__What is needed__.
Transcribe each line below without altering anything.

--- Provided data Enclosed Below ---

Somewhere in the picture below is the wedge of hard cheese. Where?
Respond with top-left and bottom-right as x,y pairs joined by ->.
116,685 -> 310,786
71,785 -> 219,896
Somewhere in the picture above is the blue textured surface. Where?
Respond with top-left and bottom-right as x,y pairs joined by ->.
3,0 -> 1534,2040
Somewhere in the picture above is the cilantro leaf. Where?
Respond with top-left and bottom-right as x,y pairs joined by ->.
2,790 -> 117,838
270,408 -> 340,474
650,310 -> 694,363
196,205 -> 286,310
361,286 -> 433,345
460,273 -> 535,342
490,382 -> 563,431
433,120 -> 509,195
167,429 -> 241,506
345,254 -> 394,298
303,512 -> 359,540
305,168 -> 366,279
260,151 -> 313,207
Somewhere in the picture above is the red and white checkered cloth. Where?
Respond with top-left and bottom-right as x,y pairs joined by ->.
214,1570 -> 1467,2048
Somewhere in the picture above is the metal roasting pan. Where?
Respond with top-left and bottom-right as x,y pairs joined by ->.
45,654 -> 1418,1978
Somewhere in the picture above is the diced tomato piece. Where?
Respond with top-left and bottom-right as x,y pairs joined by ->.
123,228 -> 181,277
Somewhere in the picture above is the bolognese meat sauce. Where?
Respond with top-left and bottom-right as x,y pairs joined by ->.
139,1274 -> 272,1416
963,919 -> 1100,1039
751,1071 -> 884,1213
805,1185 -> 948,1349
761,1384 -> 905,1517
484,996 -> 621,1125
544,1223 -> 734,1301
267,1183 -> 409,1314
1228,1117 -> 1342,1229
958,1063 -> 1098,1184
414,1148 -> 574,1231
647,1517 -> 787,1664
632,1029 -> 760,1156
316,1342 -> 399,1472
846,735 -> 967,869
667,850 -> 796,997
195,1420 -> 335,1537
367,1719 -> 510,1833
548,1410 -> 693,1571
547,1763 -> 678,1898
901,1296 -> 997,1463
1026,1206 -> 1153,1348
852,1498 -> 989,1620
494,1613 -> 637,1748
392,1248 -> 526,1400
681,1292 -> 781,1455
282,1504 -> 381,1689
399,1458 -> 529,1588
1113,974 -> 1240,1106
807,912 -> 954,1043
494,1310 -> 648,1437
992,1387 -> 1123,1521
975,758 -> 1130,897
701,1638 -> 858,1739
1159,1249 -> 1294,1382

--- End of Enclosed Provided data ---

__Solution__.
Somewhere in the picture below is the wedge of hard cheese. Where?
Respond with top-left and bottom-right as x,y pairs joined by ->.
116,685 -> 310,786
71,785 -> 219,896
Somewhere in the picture above is the blue textured surface. Where?
Respond with top-left and bottom-right as x,y pairs joined by ->.
3,0 -> 1534,2040
Somewhere in the picture above is the cilantro leaf. Where?
Respond with top-left and bottom-right as x,y pairs joined by ->.
2,790 -> 117,838
270,408 -> 340,474
650,310 -> 694,363
196,205 -> 286,310
361,286 -> 433,345
460,273 -> 535,342
490,382 -> 563,431
433,120 -> 509,195
167,429 -> 241,506
345,254 -> 394,298
303,512 -> 359,540
305,168 -> 366,279
260,151 -> 313,207
Somewhere in the picture above is the red and white checkered cloth. Where?
Respond with top-left and bottom-right as x,y pairs joined by ->.
214,1570 -> 1467,2048
Somewhere in the picture above is the metal roasting pan. Where?
Respond with top-left and bottom-right as x,y pairs joined by ->.
45,654 -> 1418,1978
Somewhere in the picture above is the diced tomato piece. Where?
Respond with top-left and bottom-right as x,y pairs joined by ->.
123,228 -> 181,277
Somewhere in the picture above is the bolognese meat sauce. Where?
Respond with top-left and bottom-right as x,y pairs joined by ->.
139,1274 -> 272,1416
963,919 -> 1100,1039
751,1071 -> 884,1213
805,1185 -> 948,1349
761,1384 -> 905,1517
484,996 -> 621,1125
544,1223 -> 734,1301
267,1183 -> 409,1314
1228,1117 -> 1342,1229
958,1063 -> 1098,1184
414,1148 -> 574,1231
647,1517 -> 787,1664
632,1029 -> 760,1156
316,1342 -> 399,1472
846,735 -> 967,869
667,850 -> 796,997
195,1420 -> 335,1537
367,1719 -> 510,1833
548,1410 -> 693,1571
547,1763 -> 678,1898
901,1296 -> 997,1463
1026,1206 -> 1153,1348
852,1498 -> 989,1620
494,1613 -> 637,1748
392,1248 -> 526,1400
681,1292 -> 781,1455
282,1504 -> 381,1689
399,1458 -> 529,1588
1113,974 -> 1240,1106
807,912 -> 954,1043
494,1310 -> 648,1437
992,1387 -> 1123,1521
975,758 -> 1130,897
701,1638 -> 858,1739
1159,1249 -> 1294,1382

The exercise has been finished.